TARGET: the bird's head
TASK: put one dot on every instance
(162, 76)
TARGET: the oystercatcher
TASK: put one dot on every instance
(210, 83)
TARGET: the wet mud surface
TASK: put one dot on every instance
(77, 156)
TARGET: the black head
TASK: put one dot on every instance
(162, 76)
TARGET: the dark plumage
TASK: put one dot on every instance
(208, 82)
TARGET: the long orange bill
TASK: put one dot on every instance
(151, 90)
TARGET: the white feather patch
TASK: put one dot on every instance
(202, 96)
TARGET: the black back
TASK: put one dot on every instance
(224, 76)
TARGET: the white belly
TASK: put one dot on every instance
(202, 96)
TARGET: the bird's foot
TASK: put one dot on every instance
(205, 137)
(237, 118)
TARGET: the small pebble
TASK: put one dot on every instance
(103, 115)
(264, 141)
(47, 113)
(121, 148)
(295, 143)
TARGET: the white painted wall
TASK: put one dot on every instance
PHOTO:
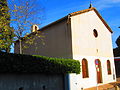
(92, 80)
(85, 45)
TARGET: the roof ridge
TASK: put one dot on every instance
(82, 11)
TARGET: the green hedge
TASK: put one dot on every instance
(38, 64)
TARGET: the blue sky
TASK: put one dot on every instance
(109, 9)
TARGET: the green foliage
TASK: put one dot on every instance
(6, 32)
(38, 64)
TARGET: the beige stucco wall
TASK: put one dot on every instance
(83, 40)
(57, 39)
(85, 45)
(78, 43)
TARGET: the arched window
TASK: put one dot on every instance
(85, 68)
(98, 70)
(108, 67)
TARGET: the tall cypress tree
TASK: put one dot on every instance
(6, 32)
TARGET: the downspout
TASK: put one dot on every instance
(67, 76)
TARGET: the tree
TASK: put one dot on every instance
(6, 32)
(24, 14)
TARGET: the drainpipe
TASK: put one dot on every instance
(67, 82)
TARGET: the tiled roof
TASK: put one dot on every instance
(90, 9)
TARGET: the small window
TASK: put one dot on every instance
(85, 68)
(21, 88)
(95, 33)
(108, 67)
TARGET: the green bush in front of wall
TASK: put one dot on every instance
(37, 64)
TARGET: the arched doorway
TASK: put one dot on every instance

- **THE EXERCISE**
Put the lines above into a JSON list of strings, one string per line, skipping blank lines and leaving out the pictures.

- **SOLUTION FOR THIS EXERCISE**
[
  "TARGET: the bird's head",
  "TASK: put one dot on every instance",
  "(162, 76)",
  "TARGET: the oystercatcher",
  "TASK: put one dot on every instance",
  "(210, 83)",
  "TARGET: the wet mud surface",
  "TASK: put one dot on every instance",
  "(77, 156)",
  "TARGET: the black head",
  "TASK: put one dot on every instance",
  "(162, 76)",
  "TARGET: the dark plumage",
  "TASK: put one dot on every instance",
  "(208, 82)",
  "TARGET: the long orange bill",
  "TASK: put one dot on every instance",
  "(151, 90)",
  "TARGET: the white feather patch",
  "TASK: put one dot on every instance",
  "(202, 96)",
  "TARGET: the black back",
  "TASK: put one dot on every instance",
  "(224, 76)",
  "TARGET: the white belly",
  "TASK: put one dot on every instance",
  "(202, 96)",
  "TARGET: the bird's foot",
  "TASK: put one dot on every instance",
  "(205, 137)",
  "(237, 118)",
  "TARGET: the small pebble",
  "TASK: put one dot on every instance",
  "(103, 115)",
  "(264, 141)",
  "(47, 113)",
  "(121, 148)",
  "(295, 143)",
  "TARGET: the white painted wall",
  "TASK: put one dot on every instance",
  "PHOTO:",
  "(92, 80)",
  "(85, 45)",
  "TARGET: the roof ridge",
  "TASK: put one dot on every instance",
  "(82, 11)",
  "TARGET: the green hedge",
  "TASK: put one dot on every instance",
  "(38, 64)",
  "TARGET: the blue sky",
  "TASK: put one dot on every instance",
  "(109, 9)",
  "TARGET: the green foliage",
  "TASK: put one dot on every instance",
  "(6, 32)",
  "(38, 64)",
  "TARGET: the beige stucco wall",
  "TASK: put one dot on every instance",
  "(83, 40)",
  "(57, 39)",
  "(85, 45)",
  "(78, 43)",
  "TARGET: the arched window",
  "TASK: put one dot on every instance",
  "(85, 68)",
  "(98, 70)",
  "(108, 67)",
  "TARGET: the tall cypress tree",
  "TASK: put one dot on every instance",
  "(6, 32)",
  "TARGET: the downspout",
  "TASK: put one dot on every instance",
  "(67, 76)",
  "TARGET: the tree",
  "TASK: put one dot on every instance",
  "(6, 32)",
  "(24, 14)",
  "TARGET: the drainpipe",
  "TASK: put one dot on every instance",
  "(67, 82)",
  "TARGET: the tiled roof",
  "TASK: put one dot on every instance",
  "(90, 9)",
  "TARGET: the small window",
  "TASK: put one dot on every instance",
  "(85, 68)",
  "(21, 88)",
  "(95, 33)",
  "(108, 67)",
  "TARGET: the green bush in front of wall",
  "TASK: put one dot on every instance",
  "(37, 64)",
  "TARGET: the arched doorway",
  "TASK: put one dot on every instance"
]